- Document source -
Publié le 16/09/2019

L'ÉTRANGE FESTIVAL : compte-rendu du 14 septembre

L'ÉTRANGE FESTIVAL : compte-rendu du 14 septembre

L’Etrange Festival attaque sa dernière ligne droite avec son dernier week-end. Pour son avant-dernière journée, le samedi 14 septembre, on se concentre sur la compétition avec Koko-di Koko-da et Bliss, et d’autres nouveaux films présenté en catégorie Mondovision, avec The Lighthouse et Little Joe.

Le bouche-à-oreille ne tarissait pas d’éloges au sujet de Koko-di Koko-da (Johannes Nyholm, Suède/Danemark), dans lequel un couple ne parvient pas à faire face au décès brutal de leur petite fille. Construit à partir de et comme une ritournelle, le schéma du récit dévoile, bien que basé sur une bonne idée, rapidement ses ficelles. Il manque un peu de finesse pour faire de ce qui aurait pu être un bon court-métrage, un long pleinement satisfaisant.

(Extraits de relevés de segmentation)
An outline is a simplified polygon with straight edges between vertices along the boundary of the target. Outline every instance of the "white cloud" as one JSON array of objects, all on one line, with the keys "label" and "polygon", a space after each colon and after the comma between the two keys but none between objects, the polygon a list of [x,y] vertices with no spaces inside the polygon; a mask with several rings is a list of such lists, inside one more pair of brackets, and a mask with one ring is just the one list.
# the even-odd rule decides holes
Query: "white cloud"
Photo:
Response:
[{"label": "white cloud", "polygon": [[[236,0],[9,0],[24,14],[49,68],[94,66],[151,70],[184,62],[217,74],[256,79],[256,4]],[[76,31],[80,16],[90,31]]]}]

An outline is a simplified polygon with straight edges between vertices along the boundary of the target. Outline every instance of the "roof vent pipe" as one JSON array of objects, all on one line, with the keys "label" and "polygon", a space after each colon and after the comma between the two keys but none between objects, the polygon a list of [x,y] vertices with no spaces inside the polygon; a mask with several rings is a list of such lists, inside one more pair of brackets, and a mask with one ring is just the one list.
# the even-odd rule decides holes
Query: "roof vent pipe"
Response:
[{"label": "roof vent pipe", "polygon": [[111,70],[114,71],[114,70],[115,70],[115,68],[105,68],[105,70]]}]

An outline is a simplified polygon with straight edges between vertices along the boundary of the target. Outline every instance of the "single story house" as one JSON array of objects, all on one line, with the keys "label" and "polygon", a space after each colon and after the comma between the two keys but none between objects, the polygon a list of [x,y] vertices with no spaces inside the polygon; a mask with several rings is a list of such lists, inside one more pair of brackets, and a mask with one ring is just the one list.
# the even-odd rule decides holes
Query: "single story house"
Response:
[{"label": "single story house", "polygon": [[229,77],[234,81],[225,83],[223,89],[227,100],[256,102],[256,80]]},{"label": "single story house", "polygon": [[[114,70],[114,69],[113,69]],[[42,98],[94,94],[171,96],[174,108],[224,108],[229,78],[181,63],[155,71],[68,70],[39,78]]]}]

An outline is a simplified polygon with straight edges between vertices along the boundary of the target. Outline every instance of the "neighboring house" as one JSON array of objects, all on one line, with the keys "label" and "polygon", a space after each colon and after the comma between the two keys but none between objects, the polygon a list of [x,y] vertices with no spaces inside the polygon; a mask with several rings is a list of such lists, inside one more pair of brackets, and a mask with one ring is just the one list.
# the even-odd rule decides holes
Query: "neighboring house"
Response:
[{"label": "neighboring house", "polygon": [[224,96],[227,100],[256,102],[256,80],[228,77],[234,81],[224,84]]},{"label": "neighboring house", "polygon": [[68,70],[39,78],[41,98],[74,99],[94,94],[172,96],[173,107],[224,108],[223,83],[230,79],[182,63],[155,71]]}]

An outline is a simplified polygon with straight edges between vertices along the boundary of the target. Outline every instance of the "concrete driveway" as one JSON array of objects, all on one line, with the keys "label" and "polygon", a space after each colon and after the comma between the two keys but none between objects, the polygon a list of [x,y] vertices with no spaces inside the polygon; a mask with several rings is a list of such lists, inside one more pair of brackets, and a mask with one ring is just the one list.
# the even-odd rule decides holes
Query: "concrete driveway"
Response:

- Consigne -
Poursuivez le compte-rendu de L'Étrange Festival du 14 septembre juste après sa dernière phrase.

- Corrigé -
Présenté lors de la Quinzaine des réalisateurs à Cannes et tout juste récompensé du prix du jury à Deauville, projeté dans le cadre de la sélection Mondovision à l’Etrange, The Lighthouse (Robert Eggers, Canada/USA) place Williem Dafoe et Robert Pattinson en gardiens de phare, dans une image en 4:3 et en noir et blanc. On devait déjà The Witch à Robert Eggers, un long-métrage horrifique basé sur des textes à propos de la sorcellerie et qui mettait en scène une adolescente dans une zone reculée des Etats-Unis pas encore totalement colonisés. L’adolescente, accusée de tous les maux par sa famille puritaine, devenait progressivement une sorcière. Dans The Lighthouse, les deux gardiens de phare exilés sur un rocher, avec la mer et les mouettes pour seule compagne, deviennent fous. Robert Eggers s’amuse à brouiller les identités et la source du mal, répétant la même malédiction qui semble inexorablement attendre ses personnages. L’histoire, qui s’inscrit dans un registre pathétique (au sens noble de terme), tire ses inspirations du mythe. Bien que présentant une esthétique soignée loin des standards hollywoodiens, The Lighthouse n’est pas l’oeuvre radicale et révolutionnaire tant annoncée – mais elle n’en demeure pas moins un fabuleux voyage.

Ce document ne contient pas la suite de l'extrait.